Stored items from a collection:
-------------------------

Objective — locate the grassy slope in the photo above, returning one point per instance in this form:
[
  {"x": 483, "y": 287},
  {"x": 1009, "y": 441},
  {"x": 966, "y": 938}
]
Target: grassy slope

-------------------------

Nothing is to be altered; retype each entry exactly.

Objective — locate the grassy slope in the photo above, returning one point per instance in this form:
[
  {"x": 483, "y": 287},
  {"x": 1009, "y": 441},
  {"x": 966, "y": 938}
]
Target: grassy slope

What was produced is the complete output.